• TASK TO CARRY OUT: Reproduce each line exactly. Skip none.

..........

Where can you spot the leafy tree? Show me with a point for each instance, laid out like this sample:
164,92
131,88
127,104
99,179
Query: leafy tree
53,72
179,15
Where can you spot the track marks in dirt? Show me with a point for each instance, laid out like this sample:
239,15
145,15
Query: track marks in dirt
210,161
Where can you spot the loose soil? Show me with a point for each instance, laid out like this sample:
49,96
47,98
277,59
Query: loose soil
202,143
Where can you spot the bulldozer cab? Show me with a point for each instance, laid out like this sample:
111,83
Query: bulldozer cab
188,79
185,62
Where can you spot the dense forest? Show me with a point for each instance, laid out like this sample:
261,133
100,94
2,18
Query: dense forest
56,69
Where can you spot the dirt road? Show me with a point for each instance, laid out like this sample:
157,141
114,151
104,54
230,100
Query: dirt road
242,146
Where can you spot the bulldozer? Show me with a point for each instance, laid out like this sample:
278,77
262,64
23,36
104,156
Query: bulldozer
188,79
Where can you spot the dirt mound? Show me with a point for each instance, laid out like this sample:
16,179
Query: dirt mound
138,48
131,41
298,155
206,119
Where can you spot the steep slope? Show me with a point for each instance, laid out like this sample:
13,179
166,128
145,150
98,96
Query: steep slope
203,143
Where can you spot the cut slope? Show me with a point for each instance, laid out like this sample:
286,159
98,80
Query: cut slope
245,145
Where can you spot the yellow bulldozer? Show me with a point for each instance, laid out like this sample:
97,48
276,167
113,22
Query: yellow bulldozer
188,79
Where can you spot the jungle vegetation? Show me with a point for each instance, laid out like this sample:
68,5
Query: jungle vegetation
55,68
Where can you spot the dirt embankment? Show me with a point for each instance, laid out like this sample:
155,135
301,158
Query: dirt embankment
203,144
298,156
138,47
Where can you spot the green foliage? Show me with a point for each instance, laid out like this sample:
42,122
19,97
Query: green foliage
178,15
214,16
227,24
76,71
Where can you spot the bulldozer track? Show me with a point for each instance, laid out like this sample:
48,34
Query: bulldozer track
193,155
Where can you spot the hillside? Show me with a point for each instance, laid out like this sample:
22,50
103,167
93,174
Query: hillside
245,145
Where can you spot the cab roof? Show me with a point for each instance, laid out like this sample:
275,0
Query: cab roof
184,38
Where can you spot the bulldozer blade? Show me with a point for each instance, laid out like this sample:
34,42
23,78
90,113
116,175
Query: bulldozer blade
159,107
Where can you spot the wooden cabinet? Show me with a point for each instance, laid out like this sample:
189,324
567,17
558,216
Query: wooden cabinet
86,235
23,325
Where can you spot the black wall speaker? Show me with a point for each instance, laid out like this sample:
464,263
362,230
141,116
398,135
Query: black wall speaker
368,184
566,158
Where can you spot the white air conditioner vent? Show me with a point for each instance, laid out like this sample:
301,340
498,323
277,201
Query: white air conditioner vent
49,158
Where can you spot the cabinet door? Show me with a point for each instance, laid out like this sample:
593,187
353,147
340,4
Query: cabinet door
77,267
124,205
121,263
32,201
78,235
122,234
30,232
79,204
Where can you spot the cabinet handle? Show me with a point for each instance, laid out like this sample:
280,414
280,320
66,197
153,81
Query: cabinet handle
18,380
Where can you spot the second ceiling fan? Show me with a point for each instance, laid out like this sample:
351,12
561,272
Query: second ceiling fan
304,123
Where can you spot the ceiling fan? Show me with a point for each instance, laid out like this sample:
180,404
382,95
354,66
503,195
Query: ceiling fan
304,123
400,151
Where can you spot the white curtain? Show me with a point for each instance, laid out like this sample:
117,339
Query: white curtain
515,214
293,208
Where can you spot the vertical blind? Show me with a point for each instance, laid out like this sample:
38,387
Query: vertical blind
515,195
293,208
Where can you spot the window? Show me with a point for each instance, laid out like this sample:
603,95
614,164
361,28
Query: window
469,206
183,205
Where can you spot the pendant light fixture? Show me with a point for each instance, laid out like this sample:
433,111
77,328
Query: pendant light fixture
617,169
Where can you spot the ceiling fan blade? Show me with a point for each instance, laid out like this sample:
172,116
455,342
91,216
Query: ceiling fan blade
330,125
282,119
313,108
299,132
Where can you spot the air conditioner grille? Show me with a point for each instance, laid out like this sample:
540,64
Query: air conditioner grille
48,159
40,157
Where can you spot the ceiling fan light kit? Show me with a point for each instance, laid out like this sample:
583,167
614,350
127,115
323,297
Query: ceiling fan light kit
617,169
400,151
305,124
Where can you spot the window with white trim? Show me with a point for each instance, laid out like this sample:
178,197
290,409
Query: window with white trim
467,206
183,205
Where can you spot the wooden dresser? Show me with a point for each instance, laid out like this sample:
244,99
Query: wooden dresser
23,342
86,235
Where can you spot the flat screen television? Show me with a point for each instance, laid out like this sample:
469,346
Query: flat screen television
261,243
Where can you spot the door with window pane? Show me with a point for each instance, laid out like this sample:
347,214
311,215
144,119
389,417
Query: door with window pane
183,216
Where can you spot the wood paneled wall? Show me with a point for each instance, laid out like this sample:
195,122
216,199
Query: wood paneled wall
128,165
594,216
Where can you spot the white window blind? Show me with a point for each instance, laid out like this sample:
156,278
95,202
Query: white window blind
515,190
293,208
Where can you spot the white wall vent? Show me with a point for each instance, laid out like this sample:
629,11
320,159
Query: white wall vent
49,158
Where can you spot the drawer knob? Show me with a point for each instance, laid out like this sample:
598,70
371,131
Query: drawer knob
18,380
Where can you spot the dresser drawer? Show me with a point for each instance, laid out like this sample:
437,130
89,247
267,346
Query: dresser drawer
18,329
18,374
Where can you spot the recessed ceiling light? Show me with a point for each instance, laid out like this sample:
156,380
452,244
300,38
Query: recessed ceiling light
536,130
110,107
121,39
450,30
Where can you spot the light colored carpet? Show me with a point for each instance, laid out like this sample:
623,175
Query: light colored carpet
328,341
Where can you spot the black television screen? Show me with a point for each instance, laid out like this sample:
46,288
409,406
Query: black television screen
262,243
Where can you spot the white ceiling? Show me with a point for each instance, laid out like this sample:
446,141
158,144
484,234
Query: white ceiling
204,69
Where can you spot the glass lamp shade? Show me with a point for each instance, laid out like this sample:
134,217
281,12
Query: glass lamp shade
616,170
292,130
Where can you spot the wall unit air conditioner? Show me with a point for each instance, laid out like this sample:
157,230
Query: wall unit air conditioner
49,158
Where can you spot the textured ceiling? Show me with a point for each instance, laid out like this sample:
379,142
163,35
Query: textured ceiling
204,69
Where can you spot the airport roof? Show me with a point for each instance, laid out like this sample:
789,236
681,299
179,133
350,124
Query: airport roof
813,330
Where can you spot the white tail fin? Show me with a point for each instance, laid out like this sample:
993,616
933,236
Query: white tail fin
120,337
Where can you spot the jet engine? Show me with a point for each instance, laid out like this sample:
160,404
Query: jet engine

..........

• FINAL RESULT:
Where can you spot the leafy tree? Show me with a point for each instance, laid out like this sample:
164,92
131,88
127,104
99,179
Query: leafy tree
53,72
179,15
Where can you spot the track marks in dirt? Show me with a point for each instance, laid out like this sample:
239,15
145,15
Query: track marks in dirt
210,161
Where can you spot the loose soil? Show me with a point for each instance, laid out like this sample:
49,96
47,98
277,59
Query: loose soil
202,143
Where can you spot the bulldozer cab? Show me with a point for each instance, laid out like this sample:
111,83
Query: bulldozer cab
188,79
185,62
Where can you spot the dense forest? Show me with a point for each instance, laid out like this sample:
261,133
100,94
2,18
Query: dense forest
56,69
Where can you spot the dirt road? Show me with a point for each instance, laid out like this sample:
157,141
114,151
104,54
230,100
Query: dirt road
242,146
Where can you spot the bulldozer? Show me with a point for each instance, laid out like this sample:
278,77
262,64
23,36
104,156
Query: bulldozer
188,79
Where can you spot the dirt mound? Show me with a point for each instance, laid out like this sample:
16,179
Query: dirt mound
138,48
131,41
298,155
206,119
Where can you spot the steep slope? Show me with a point for each instance, laid out like this sample:
13,179
166,128
145,150
98,96
Query: steep slope
203,143
Where can you spot the cut slope? Show me with a point for each instance, laid out like this sample:
286,159
98,80
Query: cut slope
245,145
Where can you spot the yellow bulldozer? Show me with a point for each instance, laid out like this sample:
97,48
276,167
113,22
Query: yellow bulldozer
188,79
Where can you spot the jungle vegetation? Show me with a point for each instance, laid out like this sample:
68,5
Query: jungle vegetation
55,68
Where can you spot the dirt embankment? Show me with a point for each instance, laid out like this sample:
155,135
301,158
Query: dirt embankment
203,144
298,156
138,47
Where can you spot the green foliage? Show me with a point for each instance, laid out like this sample:
42,122
19,97
Query: green foliage
178,15
214,16
227,24
76,71
Where can you spot the bulldozer track? Show me with a point for each instance, laid out like this sample:
48,34
Query: bulldozer track
193,155
Where can you spot the hillside? Show me with a point for each instance, laid out like this sample:
22,50
103,167
93,174
Query: hillside
245,145
Where can you spot the cab roof? Show me with a point for each instance, laid out like this sample:
275,0
Query: cab roof
184,38
Where can you spot the bulldozer blade? Show me with a point for each instance, laid out like this sample:
34,42
23,78
90,113
116,175
Query: bulldozer blade
159,107
Where can you spot the wooden cabinet? Show me with a point for each instance, laid out like this sample:
189,324
567,17
558,216
Query: wooden cabinet
86,235
23,325
Where can you spot the black wall speaker? Show me with a point for each instance, laid out like this sample:
464,263
362,230
141,116
398,135
Query: black wall speaker
368,184
566,158
Where can you spot the white air conditioner vent? Show me with a point for each instance, laid out like this sample:
301,340
498,323
277,201
Query: white air conditioner vent
49,158
Where can you spot the cabinet door? Show me with a point for each instance, laid out like this sample:
593,187
353,147
340,4
Query: cabinet door
77,267
124,205
121,263
32,201
78,235
122,234
30,232
79,204
Where can you spot the cabinet handle? Show me with a point for each instance, laid out like this sample:
280,414
280,320
66,197
153,81
Query: cabinet handle
18,380
Where can you spot the second ceiling fan? Show me with a point for each instance, laid out like this sample:
351,12
561,272
Query: second ceiling fan
304,123
Where can you spot the ceiling fan? Show me with a point for each instance, laid out like this sample:
180,404
382,95
354,66
503,195
Query: ceiling fan
304,123
400,151
Where can you spot the white curtain? Show me with a point for each instance, laid out like this sample:
117,339
Query: white curtain
515,214
293,208
Where can you spot the vertical blind? Show me with a point for each instance, laid out like this sample:
38,387
Query: vertical blind
515,195
293,208
Where can you spot the window? Show me with a point for each instance, laid out like this sample:
603,95
614,164
361,28
Query: window
469,206
183,205
Where can you spot the pendant light fixture? Show me with a point for each instance, laid out like this sample:
433,111
77,328
Query: pendant light fixture
617,169
Where can you spot the ceiling fan blade? Show me with a point for each instance, laid out like this sample:
172,116
455,342
91,216
Query: ceiling fan blade
330,125
282,119
313,108
299,132
Where can you spot the air conditioner grille? Show me with a point for each instance, laid out like this sample:
540,64
Query: air conditioner grille
48,159
40,157
Where can you spot the ceiling fan light kit? Show me with a point for each instance, laid out like this sample:
583,167
614,350
127,115
323,297
Query: ceiling fan light kit
617,169
400,151
305,124
Where can you spot the window with white trim? Show me with a point for each instance, laid out like this sample:
178,197
290,409
Query: window with white trim
467,206
183,205
Where can you spot the wooden dresser? Show me with a point for each instance, laid out like this sample:
244,99
Query: wooden dresser
23,342
86,235
Where can you spot the flat screen television? Show me with a point for each instance, laid out like this sample:
469,346
Query: flat screen television
261,243
Where can you spot the door with window pane? Show me with a point for each instance, laid out like this sample:
347,214
311,215
144,119
389,417
Query: door with window pane
183,216
Where can you spot the wood paneled wall? Show me with a point for each instance, laid out like this sample:
195,122
216,199
Query: wood paneled wall
128,165
594,216
Where can you spot the white window blind? Show me with a point for each instance, laid out like this sample:
156,278
95,202
Query: white window blind
515,190
293,208
Where can you spot the white wall vent? Show me with a point for each instance, laid out like this sample:
629,11
320,159
Query: white wall vent
49,158
Where can you spot the drawer knob? Show me with a point for each instance, laid out like this sample:
598,70
371,131
Query: drawer knob
18,380
Where can you spot the dresser drawer? Show me with a point for each instance, laid out like this sample:
437,130
89,247
267,346
Query: dresser drawer
18,329
18,374
Where can you spot the recessed ceiling light? Show me with a point for each instance, laid out like this sample:
156,380
452,244
300,38
Query: recessed ceiling light
536,130
110,107
121,39
450,30
Where can you spot the light colored carpet? Show me with a point for each instance, laid out like this sample:
623,175
Query: light colored carpet
328,341
Where can you spot the black television screen? Show me with a point for each instance, laid out like this sample:
46,288
409,406
Query: black television screen
262,243
Where can you spot the white ceiling? Show me with a point for each instance, laid out like this sample:
446,141
158,144
484,234
Query: white ceiling
204,69
Where can you spot the glass lamp shade? Show me with a point for each instance, laid out like this sample:
134,217
281,12
Query: glass lamp shade
616,170
292,130
Where can you spot the wall unit air conditioner? Show me with a point for each instance, laid out like this sample:
157,230
Query: wall unit air conditioner
49,158
Where can you spot the textured ceiling? Show me with a point for each instance, laid out like this sample:
379,142
163,35
Query: textured ceiling
204,69
Where can you spot the airport roof? Show me with a point for each instance, laid out like this sample:
789,236
681,299
179,133
350,124
Query: airport roof
813,330
Where can you spot the white tail fin? Show me with a point for each instance, laid out like this sample:
993,616
933,236
Query: white tail fin
120,337
Where can you spot the jet engine? Show me with a point for each instance, laid out like this sample:
160,404
Query: jet engine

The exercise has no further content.